PROVIDED TEXT:
****************
Embedding human governance in AI frameworks to maintain ethical standards
This article was first published in Counter Terror Business
The UK’s Integrated Review of Security, Defence, Development and Foreign Policy set out the country’s ambition to be a global leader in artificial intelligence (AI) and data technologies. This was welcome news for the defence and security sector, which already relies on data to inform strategies, insights and operations, a fact GCHQ says will only become more apparent as AI becomes more able to analyse large, complex and distinct data sets.
But law enforcement and national security are high risk contexts for the use of AI. Flawed or unethical AI could result in unjust denial of individual freedoms and human rights, and erode public trust.
While frameworks such as the OECD Principles on Artificial Intelligence and Turing guidelines for responsible AI are bolstering the regulations governing defence and security’s use of data, organisations can do more. By rooting their own ethical frameworks in the human context of AI deployments, they can better ensure their AI is ethical.
Keep humans in the analytical loop
Establishing the scope of an AI application is key to ethical frameworks in defence and security. Regulators, academics and the public all agree that the scope of AI shouldn’t go so far as to replace human decision making in defence and security.
****************
THE DATA:
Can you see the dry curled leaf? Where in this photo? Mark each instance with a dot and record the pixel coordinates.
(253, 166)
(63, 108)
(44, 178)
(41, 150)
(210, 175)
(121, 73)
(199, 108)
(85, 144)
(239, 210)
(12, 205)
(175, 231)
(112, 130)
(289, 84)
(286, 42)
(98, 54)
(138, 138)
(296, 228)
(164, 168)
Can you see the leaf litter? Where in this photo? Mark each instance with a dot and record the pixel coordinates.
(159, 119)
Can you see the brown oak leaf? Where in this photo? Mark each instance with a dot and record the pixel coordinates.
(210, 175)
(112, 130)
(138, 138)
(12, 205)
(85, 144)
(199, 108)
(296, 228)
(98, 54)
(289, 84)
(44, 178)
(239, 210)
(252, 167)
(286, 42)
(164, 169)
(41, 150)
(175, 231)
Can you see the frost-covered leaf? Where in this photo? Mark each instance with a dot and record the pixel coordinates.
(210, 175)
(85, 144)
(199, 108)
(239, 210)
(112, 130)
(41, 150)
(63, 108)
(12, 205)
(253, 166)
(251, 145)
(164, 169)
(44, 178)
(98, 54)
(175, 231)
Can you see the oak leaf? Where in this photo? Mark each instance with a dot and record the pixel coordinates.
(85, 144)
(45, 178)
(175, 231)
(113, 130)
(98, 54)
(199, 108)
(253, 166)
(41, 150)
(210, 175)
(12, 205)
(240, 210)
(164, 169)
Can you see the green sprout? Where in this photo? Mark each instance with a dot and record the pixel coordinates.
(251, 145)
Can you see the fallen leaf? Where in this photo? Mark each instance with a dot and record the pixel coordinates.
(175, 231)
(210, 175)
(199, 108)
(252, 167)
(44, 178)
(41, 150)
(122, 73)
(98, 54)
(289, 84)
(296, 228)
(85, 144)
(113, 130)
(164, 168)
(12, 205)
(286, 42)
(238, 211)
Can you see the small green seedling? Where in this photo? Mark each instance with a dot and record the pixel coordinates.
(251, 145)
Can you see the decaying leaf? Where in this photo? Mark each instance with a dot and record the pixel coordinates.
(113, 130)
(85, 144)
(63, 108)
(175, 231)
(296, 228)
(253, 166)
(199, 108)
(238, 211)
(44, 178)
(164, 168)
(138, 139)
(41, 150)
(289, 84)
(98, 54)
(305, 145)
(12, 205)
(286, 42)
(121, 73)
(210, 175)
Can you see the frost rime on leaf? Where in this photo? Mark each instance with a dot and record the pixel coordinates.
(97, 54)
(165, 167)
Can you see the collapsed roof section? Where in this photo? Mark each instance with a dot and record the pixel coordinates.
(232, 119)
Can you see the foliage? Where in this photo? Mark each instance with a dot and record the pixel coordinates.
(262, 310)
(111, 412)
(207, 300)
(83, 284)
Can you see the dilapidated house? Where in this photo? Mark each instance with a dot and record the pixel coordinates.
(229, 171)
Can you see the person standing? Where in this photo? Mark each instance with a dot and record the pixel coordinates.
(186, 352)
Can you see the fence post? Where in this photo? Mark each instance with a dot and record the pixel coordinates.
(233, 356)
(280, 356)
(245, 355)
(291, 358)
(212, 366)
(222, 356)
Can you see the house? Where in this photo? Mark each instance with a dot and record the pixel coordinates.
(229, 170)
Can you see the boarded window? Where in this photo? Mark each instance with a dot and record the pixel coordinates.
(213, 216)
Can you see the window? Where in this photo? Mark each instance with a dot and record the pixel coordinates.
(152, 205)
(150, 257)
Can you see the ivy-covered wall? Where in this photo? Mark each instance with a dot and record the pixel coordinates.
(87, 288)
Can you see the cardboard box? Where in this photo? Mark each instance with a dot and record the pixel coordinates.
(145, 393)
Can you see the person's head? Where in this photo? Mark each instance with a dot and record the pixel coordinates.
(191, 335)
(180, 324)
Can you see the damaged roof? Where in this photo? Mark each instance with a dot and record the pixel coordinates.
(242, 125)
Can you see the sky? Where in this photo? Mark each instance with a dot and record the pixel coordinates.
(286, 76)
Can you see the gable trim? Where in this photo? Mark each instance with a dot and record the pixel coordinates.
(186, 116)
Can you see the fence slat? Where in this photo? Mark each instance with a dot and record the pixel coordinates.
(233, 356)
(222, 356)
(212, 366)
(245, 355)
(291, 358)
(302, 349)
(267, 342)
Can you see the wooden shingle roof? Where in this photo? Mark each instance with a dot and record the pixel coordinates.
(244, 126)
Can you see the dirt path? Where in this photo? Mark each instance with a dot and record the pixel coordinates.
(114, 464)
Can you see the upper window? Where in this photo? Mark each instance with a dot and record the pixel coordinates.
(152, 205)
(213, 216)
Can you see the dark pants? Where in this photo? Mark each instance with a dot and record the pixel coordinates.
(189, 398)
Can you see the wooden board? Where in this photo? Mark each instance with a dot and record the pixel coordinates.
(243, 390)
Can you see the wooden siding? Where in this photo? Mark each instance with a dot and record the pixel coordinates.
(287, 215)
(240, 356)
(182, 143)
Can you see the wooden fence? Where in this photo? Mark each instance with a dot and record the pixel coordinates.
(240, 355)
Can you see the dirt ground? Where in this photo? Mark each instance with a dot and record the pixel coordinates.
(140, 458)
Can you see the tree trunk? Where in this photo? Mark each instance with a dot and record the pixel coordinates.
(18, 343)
****************
TO DO:
(a) Can you copy the article on human governance in AI word for word, starting at "While frameworks such" and ending at "AI is ethical."?
(b) How would you restate, more briefly, the paragraph of the AI governance article that begins "While frameworks such as the OECD Principles" while keeping its main facts?
(c) Could you go on with the article on human governance in AI from the point where it stops?
The records come from a separate, unrelated source.

EXPECTED RESULTS:
(a)
While frameworks such as the OECD Principles on Artificial Intelligence and Turing guidelines for responsible AI are bolstering the regulations governing defence and security’s use of data, organisations can do more. By rooting their own ethical frameworks in the human context of AI deployments, they can better ensure their AI is ethical.

(b) Frameworks like the OECD Principles on Artificial Intelligence and the Turing guidelines for responsible AI are strengthening the rules on defense and security's use of data. Organizations can still do more: grounding their own ethical frameworks in the human context of their AI deployments helps ensure their AI is ethical.

(c)
In counter terrorism, for example, RUSI has outlined how AI would be inaccurate if used to identify potential terrorists, concluding that ‘human judgement is essential when making assessments regarding behavioural intent or changes in an individual’s psychological state’. And in criminal justice, most people oppose automated decision making due to the likelihood of unintended biases, such as algorithms based on data that might reflect historic inequalities in society.
Without human analysis, use of AI risks inaccuracies and loss of trust. So, AI should be a tool to aid human decision making. Humans should process and validate outputs against other sources of intelligence while understanding the potential limitations of AI-derived findings. Keeping humans in the analytical loop should be a cornerstone of an ethics framework.
Embed human governance structures to support ethical AI
An ethical framework for AI relies on human governance structures and oversight. Organisations should consider the line of sight from requirements setting, through development, to operational outputs – a diverse, skilled and knowledgeable panel should have visibility of all stages so they can consider factors such as the proportionality of the data used and the potential undesirable consequences. The panel should include those who understand the development of the AI and the data involved, the legal and policy context and the potential real-world effects of proposed developments. And the panel should provide expert, unbiased challenge and diversity of thought.
Keeping this line of sight will maintain ethical principles throughout the lifecycle of development and deployment. Doing this properly will involve workforce upskilling and careful navigation of sensitivities and silos. For example, you could involve data scientists in the planning of operational deployments, or train operational managers to build their understanding of the AI technologies deployed. This might require new governance structures, roles and responsibilities to complement existing compliance structures.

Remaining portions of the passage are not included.